■ **What to produce**
Each entry must be given again exactly; images do not belong in the copy.

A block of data
**********
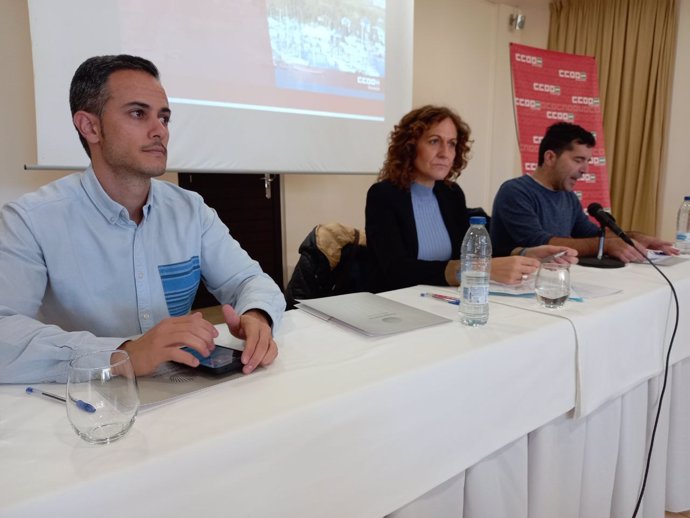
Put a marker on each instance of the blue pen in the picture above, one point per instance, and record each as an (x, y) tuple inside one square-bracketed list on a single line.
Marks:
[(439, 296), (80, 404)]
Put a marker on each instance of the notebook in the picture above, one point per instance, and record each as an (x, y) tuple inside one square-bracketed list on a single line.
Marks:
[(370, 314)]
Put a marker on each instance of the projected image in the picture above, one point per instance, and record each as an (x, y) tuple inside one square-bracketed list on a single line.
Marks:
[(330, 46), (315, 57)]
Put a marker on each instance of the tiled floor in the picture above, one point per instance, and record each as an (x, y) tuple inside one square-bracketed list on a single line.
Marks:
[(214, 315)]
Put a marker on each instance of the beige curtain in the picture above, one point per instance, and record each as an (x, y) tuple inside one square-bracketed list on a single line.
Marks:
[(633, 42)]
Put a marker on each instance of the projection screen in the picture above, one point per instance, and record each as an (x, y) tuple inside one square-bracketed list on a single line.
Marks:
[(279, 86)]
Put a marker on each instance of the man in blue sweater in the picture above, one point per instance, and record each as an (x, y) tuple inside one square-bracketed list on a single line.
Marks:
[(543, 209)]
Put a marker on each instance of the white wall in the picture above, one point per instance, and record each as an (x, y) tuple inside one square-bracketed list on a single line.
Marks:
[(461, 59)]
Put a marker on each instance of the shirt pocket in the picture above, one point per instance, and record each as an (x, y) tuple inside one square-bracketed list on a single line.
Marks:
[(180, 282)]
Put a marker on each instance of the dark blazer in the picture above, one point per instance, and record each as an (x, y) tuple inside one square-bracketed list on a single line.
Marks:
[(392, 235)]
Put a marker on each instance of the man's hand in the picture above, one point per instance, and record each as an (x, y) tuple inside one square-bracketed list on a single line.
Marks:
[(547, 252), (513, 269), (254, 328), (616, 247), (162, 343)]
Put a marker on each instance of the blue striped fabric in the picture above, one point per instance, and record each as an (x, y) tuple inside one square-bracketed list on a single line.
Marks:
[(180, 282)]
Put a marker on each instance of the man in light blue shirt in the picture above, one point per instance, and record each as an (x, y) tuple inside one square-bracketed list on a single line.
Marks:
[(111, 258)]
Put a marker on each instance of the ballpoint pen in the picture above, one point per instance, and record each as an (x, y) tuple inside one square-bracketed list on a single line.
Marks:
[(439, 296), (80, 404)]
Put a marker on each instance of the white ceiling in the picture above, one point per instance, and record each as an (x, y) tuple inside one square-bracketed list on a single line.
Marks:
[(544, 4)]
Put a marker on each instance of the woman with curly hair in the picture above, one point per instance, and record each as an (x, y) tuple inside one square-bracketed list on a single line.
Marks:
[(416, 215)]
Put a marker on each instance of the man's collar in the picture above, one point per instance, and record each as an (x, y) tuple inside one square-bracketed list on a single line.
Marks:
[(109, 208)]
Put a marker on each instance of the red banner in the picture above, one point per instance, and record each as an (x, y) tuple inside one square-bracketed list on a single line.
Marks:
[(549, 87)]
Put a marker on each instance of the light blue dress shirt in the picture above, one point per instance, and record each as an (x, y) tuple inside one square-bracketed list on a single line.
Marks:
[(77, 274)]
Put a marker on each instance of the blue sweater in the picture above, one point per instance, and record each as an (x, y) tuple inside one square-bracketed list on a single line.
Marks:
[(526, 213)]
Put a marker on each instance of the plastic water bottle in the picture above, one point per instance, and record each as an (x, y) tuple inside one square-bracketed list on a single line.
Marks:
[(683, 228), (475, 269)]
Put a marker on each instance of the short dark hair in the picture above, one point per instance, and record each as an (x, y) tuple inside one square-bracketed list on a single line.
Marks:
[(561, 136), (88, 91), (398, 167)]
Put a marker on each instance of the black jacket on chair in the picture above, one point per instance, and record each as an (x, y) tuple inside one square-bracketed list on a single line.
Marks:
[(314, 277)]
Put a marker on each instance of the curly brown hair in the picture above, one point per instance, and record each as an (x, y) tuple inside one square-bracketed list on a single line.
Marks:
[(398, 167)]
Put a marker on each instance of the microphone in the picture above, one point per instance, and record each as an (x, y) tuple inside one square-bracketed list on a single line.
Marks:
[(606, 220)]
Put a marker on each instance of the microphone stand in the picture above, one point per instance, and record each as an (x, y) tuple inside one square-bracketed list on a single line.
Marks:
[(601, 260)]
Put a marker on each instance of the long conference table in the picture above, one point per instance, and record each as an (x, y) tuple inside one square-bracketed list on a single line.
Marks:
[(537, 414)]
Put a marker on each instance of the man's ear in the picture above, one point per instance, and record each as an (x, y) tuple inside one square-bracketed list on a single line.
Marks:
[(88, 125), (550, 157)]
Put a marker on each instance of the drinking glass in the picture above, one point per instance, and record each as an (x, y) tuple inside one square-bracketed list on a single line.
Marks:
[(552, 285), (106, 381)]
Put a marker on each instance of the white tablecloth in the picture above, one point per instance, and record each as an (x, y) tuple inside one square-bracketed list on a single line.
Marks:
**********
■ **Exercise answer**
Put a marker on each instance of the blue pen in the picture above, one point per instance, and record each as an (x, y) tuple inside one square-bracketed list on a single line.
Marks:
[(439, 296), (80, 404)]
Put a marker on each instance of the notebook in the picture above, one point per instance, and record each as an (x, y) tuple inside one square-bracketed list on a single line.
Marks:
[(370, 314)]
Put a marker on each instance of the projected image in the picture above, one point per instance, and record each as an (x, y) tuple inside one square-bracketed list on a single line.
Marks:
[(330, 46), (315, 57)]
Put a marker on each instance of the tiled floor in the picture above, one point per instance, and record each as an (x, y) tuple inside one square-bracketed list on a single line.
Marks:
[(214, 315)]
Put a marker on each instance of the beige curtain in the picture above, one point per instance, and record each as an (x, y) tuple inside one square-bracketed list on a single line.
Marks:
[(633, 42)]
Put a marker on each instance of the projection screen in the picture above, one point per instance, and record each as an (x, y) tuple inside one square-bracketed list on a single line.
Marks:
[(279, 86)]
Put a marker on each instance of the man in blue sweater in the picture above, one point per instance, and record each as an (x, y) tuple inside one square-bracketed list on a single line.
Marks:
[(543, 209)]
Put a marker on each instance of the white wall in the picture above, one point per instance, and record each as an (x, y) tuple inside one square-bracketed list on a single line.
Marks:
[(461, 59)]
Put a marker on each instance of the shirt pocket in the picture above, one point per instance, and record each as an (x, y) tuple inside one square-bracketed list on a single line.
Marks:
[(180, 282)]
Put a marker on each instance of the dark blazer in the picture above, one point per instance, and record each as an (x, y) tuple inside one square-bracketed list on a single line.
Marks:
[(392, 235)]
Put a marker on each instance of the man's hand in the picture above, one point per instance, and record each as an (x, y) tuple inside one square-bracketed list on a single line.
Marks:
[(547, 252), (513, 269), (254, 328), (616, 247), (162, 343)]
Put a marker on each instance of the blue striped fabric in the picture above, one point per instance, and record each as an (x, y) tuple inside one square-bracketed list on a single line.
Marks:
[(180, 282)]
Put a marker on each instance of the man in light blue shirt in the picture above, one point per instance, and record each as an (x, y) tuple inside one square-bracketed list on a single line.
Marks:
[(111, 258)]
Put a marker on each instance of the ballpoint pen in the picture above, one point per instance, and record each as an (x, y) tuple inside one square-bracketed list on a single line.
Marks:
[(439, 296), (80, 404)]
Put a marker on each instance of the white ceiling in the picture above, one point per instance, and record each as an (x, y) tuple inside one square-bracketed list on a single line.
Marks:
[(544, 4)]
Put a marker on each instance of the woman with curly hair in the picture above, one point per instance, and record each as an (x, y) tuple inside one square-bracketed list on a single line.
Marks:
[(416, 215)]
Put a marker on each instance of the man's collar in the picture above, one point per instance, and record each as an (x, y) tuple inside one square-bracketed list on a single line.
Marks:
[(109, 208)]
Put a marker on each instance of the red banner in the picture above, one point per instance, and record each as an (x, y) tuple inside one square-bracketed list on a single line.
Marks:
[(549, 87)]
Put a marker on each instance of the light blue dress shirt in the picture above, one point per instance, and record each as an (x, y) tuple inside one square-bracketed list on a single line.
Marks:
[(77, 274)]
Put a marker on each instance of the blue sweater in the picture above, one point per instance, and record each as an (x, y) tuple inside one square-bracketed list on a single line.
Marks:
[(526, 213)]
Put a marker on each instance of the plastic water bottle in the picture above, one point per instance, and record each as an (x, y) tuple inside one square-bracketed list on a single line.
Marks:
[(683, 228), (475, 269)]
Put a marker on each instance of the short dark hair in the picture above, one point per instance, and record each as an (x, y) tuple inside one square-bracketed list on a single line.
Marks:
[(561, 136), (88, 91), (398, 167)]
Put a marker on each instance of the black jacket on chair in the picture above, one point per instance, and record each as an (x, y) tuple inside one square-bracketed list on a single line.
Marks:
[(314, 277)]
Put a marker on each instance of the curly brown hair in the picture above, one point per instance, and record each as an (x, y) tuple inside one square-bracketed list on a single line.
Marks:
[(398, 167)]
Put a marker on each instance of the microphone in the picture above, one point per instance, and record each as an (x, y) tuple inside one square-bracketed list on a single line.
Marks:
[(606, 220)]
Put a marker on each instance of the microphone stand in the picture above, one point per instance, and record each as an (x, y) tuple inside one square-bracketed list on a single line.
Marks:
[(601, 260)]
Put a marker on each instance of the long conference table in the picture above, one point per instance, and record each as an (x, y) tuple inside one square-bracketed list on a single line.
Marks:
[(537, 414)]
Put a marker on each instance of the man's ear in the picture above, one point per instance, and record each as an (x, y) tuple inside one square-bracketed list on a single line.
Marks:
[(88, 125), (550, 157)]
Put a marker on each instance of the drinking glass in the picture above, one point per instance, and record each as an (x, y) tuple inside one square-bracketed list on a single line.
Marks:
[(552, 285), (106, 381)]
Put a marker on each instance of the white tablecloth in the picture above, one point per instance, and record each as an (x, y) tuple inside one square-bracketed list on a single line.
Marks:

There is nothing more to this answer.